All of lore.kernel.org
 help / color / mirror / Atom feed
* [PATCH] object: measure time needed for resolving hash collisions
@ 2016-09-15  2:01 Stefan Beller
  2016-09-15  6:47 ` Jeff King
  0 siblings, 1 reply; 7+ messages in thread
From: Stefan Beller @ 2016-09-15  2:01 UTC (permalink / raw)
  To: peff; +Cc: git, Stefan Beller

$ time ./git rev-list HEAD --count
44271
print_time_spent_object: measure time needed for resolving hash collisions

This shows that we roughly spent a third of the time in resolving
hash collisions:

I am using linux.git to measure:

$ time git rev-list --objects --count HEAD >/dev/null
print_time_spent_resolving_hash_collisions 9:445591664

real	0m31.733s
user	0m31.220s
sys	0m0.463s

For fun I reverted 9a414486d9f0:

$ time git rev-list --objects --count HEAD >/dev/null
print_time_spent_resolving_hash_collisions 14:338605504

real	0m37.008s
user	0m36.524s
sys	0m0.423s

The 17% that Jeff measured in there, equals to 1-31.733/37.008 = 0.14
in these measurements.
The time spent in collision resolving went down by 1/3 on itself
(14.33s to 9.44s), so there is still room for improvement.

Signed-off-by: Stefan Beller <sbeller@google.com>
---

 According to Jeff, sending patches that don't get accepted is the new hype!

 builtin/rev-list.c |  2 ++
 object.c           | 36 ++++++++++++++++++++++++++++++++++++
 object.h           |  2 ++
 3 files changed, 40 insertions(+)

diff --git a/builtin/rev-list.c b/builtin/rev-list.c
index 8479f6e..d0e5922 100644
--- a/builtin/rev-list.c
+++ b/builtin/rev-list.c
@@ -412,5 +412,7 @@ int cmd_rev_list(int argc, const char **argv, const char *prefix)
 			printf("%d\n", revs.count_left + revs.count_right);
 	}
 
+	print_time_spent_resolving_hash_collisions();
+
 	return 0;
 }
diff --git a/object.c b/object.c
index 67d9a9e..e9e73e0 100644
--- a/object.c
+++ b/object.c
@@ -5,9 +5,40 @@
 #include "commit.h"
 #include "tag.h"
 
+#include <time.h>
+
 static struct object **obj_hash;
 static int nr_objs, obj_hash_size;
 
+struct timespec caching = {0, 0};
+
+void diff(struct timespec *start, struct timespec *end, struct timespec *dst)

○ ○ ○ ○

> **Brief 1**: Reproduce the region labeling rows verbatim, beginning at the line that contains "As a warehouse robot's perception module, locate stadium crowd" and continuing through the line that contains "640,364,664,384".

> **Region labeling records**:
○ ○ ○ ○

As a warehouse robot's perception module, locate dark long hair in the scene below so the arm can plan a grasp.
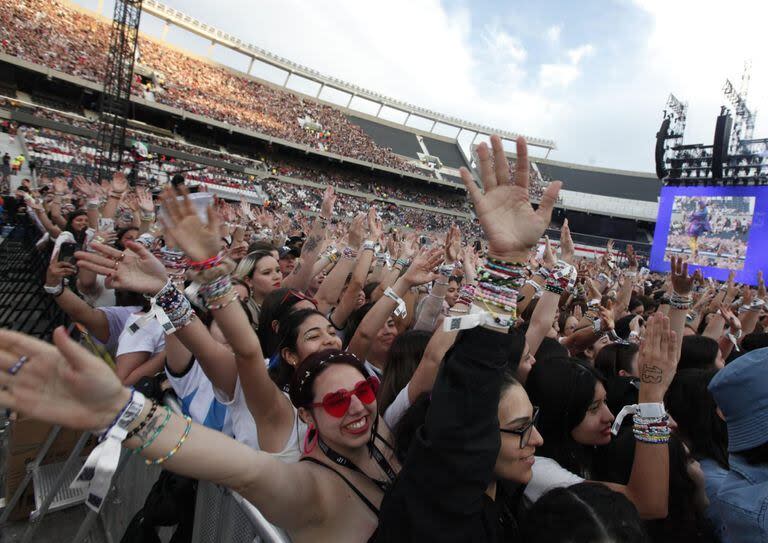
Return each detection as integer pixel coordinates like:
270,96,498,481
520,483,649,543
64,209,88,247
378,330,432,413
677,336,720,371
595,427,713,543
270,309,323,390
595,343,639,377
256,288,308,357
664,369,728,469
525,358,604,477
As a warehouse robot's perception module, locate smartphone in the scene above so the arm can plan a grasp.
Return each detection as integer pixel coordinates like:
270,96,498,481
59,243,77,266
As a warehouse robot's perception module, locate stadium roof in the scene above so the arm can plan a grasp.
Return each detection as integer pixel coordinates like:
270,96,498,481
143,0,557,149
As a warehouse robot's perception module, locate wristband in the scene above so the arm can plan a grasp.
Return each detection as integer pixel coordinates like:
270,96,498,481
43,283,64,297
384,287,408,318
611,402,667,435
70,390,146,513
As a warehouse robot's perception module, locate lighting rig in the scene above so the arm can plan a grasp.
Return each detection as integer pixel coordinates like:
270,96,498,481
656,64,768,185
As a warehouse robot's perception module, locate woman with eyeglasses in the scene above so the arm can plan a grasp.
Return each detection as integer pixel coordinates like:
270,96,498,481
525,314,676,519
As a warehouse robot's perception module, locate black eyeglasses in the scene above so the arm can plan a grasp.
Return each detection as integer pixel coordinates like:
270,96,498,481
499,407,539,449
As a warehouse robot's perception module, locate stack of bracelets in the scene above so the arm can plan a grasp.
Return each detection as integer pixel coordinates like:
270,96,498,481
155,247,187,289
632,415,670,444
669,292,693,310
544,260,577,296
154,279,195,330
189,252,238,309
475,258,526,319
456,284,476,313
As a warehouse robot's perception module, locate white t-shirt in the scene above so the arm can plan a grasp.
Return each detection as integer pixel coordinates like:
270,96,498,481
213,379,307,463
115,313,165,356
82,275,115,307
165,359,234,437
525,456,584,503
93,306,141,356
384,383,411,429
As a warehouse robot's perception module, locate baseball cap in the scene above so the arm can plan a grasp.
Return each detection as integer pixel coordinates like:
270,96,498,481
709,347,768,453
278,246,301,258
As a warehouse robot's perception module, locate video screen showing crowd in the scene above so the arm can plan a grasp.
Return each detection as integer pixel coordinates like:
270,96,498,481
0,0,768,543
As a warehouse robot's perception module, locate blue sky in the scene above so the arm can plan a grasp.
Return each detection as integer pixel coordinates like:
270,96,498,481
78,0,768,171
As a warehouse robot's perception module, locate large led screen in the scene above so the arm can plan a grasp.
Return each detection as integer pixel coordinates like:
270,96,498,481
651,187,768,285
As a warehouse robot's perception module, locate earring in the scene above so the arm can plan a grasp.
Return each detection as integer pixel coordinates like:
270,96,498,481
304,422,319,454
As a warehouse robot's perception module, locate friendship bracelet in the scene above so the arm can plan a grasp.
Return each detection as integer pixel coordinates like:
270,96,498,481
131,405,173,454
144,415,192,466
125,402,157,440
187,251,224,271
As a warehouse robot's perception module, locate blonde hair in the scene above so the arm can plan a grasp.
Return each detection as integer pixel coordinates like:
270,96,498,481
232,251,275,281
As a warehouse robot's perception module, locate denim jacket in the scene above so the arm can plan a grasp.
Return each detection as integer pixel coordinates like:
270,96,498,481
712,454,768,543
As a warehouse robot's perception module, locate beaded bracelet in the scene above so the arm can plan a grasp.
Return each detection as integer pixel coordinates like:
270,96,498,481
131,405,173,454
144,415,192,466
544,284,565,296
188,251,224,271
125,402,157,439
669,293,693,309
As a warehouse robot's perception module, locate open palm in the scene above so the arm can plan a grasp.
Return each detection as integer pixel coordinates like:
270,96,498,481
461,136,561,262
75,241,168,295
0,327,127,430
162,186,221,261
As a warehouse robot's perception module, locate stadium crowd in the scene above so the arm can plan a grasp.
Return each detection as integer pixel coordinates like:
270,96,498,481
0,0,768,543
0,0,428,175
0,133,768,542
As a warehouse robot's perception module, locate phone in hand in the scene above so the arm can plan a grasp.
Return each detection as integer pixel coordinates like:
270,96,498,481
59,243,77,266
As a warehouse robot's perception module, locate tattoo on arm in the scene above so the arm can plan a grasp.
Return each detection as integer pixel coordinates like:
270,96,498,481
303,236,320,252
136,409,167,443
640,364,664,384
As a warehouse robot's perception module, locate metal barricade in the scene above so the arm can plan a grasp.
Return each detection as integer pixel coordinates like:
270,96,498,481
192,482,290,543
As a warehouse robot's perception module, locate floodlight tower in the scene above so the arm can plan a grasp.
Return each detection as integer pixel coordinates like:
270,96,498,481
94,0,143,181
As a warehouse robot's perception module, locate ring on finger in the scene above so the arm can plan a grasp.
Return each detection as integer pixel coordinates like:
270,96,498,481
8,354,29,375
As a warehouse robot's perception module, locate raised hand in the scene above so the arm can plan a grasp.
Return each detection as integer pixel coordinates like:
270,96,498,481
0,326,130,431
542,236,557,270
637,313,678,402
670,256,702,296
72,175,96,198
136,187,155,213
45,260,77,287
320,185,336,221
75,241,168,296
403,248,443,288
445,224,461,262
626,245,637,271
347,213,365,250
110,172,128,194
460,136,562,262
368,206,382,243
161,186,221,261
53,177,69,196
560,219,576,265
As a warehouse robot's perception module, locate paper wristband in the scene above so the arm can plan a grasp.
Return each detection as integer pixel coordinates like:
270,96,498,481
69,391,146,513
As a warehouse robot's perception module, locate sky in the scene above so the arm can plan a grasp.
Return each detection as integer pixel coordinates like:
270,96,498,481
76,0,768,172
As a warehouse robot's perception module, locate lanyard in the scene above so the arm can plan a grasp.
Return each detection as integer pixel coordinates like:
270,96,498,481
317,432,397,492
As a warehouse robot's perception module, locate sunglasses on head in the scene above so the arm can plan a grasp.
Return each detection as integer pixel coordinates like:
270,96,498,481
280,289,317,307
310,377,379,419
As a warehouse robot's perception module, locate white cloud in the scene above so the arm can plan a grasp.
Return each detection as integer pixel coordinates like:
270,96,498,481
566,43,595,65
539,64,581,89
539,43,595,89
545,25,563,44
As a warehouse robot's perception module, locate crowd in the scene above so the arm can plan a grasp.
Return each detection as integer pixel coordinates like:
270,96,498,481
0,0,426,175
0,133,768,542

○ ○ ○ ○

> **Brief 2**: Write out the hash collision patch word for word, starting with "diff --git a/builtin/rev-list.c" and going on through "const char *prefix)".

> **Result 1**:
As a warehouse robot's perception module, locate stadium crowd in the scene above so the arm can plan a grasp.
Return each detection as integer pixel coordinates like:
270,96,498,481
0,0,768,543
0,0,428,175
0,133,768,542
As a warehouse robot's perception module, locate phone in hand in the scene above so the arm can plan a grasp.
Return each detection as integer pixel coordinates like:
270,96,498,481
59,243,77,266
As a warehouse robot's perception module, locate tattoo on arm in the scene above so the arm can plan a grasp.
Return each detection as integer pixel coordinates like:
270,96,498,481
303,236,320,252
136,409,167,443
640,364,664,384

> **Result 2**:
diff --git a/builtin/rev-list.c b/builtin/rev-list.c
index 8479f6e..d0e5922 100644
--- a/builtin/rev-list.c
+++ b/builtin/rev-list.c
@@ -412,5 +412,7 @@ int cmd_rev_list(int argc, const char **argv, const char *prefix)